**Set problem 1**
Which rights does the traffic stop article say a person has during a police traffic stop?
**Set problem 2**
Can you write out every line of the listing as a numbered list, skipping blank lines and leaving the pictures out?

━━ Article

When you are on the road and see the flashing lights behind you, your heart might stop. Even once you pull over, you’re thinking about what will happen next. With multiple cases of police brutality after traffic stops or during arrests in recent years, you may be concerned for your welfare. You also likely are wondering what your rights are at a police traffic stop.

What to do during a traffic stop

The first thing any driver or passenger should do during a police traffic stop is to stay calm and treat the officer with respect. Not escalating the situation is important in avoiding arrest and staying safe.

Second, you should know that if police suspect you of a crime, you have the right to remain silent. You need to verbally communicate to police that you are exercising that right as soon as police talk with you. You also have the right:

  • To refuse consent for a search of your car
  • To leave if you are not under arrest
  • To have an attorney if you are arrested

Who is eligible for these rights?

Anyone in the United States is eligible for these Constitutional rights. You do not need to be a U.S. citizen or have a valid visa in order for these rights to apply.

━━━━
━━ Working data

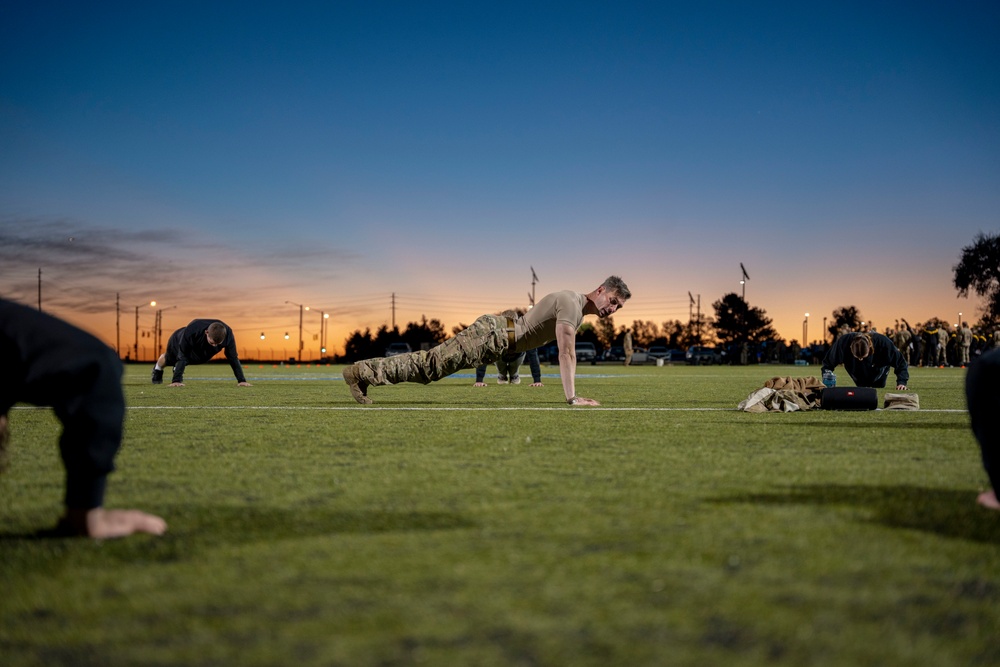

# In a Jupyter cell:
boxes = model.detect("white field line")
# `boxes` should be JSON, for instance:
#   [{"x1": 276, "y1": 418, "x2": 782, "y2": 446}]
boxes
[{"x1": 12, "y1": 405, "x2": 968, "y2": 414}]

━━━━

**Task response 1**
- The right to remain silent if police suspect you of a crime
- The right to refuse consent for a search of your car
- The right to leave if you are not under arrest
- The right to have an attorney if you are arrested

**Task response 2**
1. # In a Jupyter cell:
2. boxes = model.detect("white field line")
3. # `boxes` should be JSON, for instance:
4. #   [{"x1": 276, "y1": 418, "x2": 782, "y2": 446}]
5. boxes
6. [{"x1": 12, "y1": 405, "x2": 968, "y2": 414}]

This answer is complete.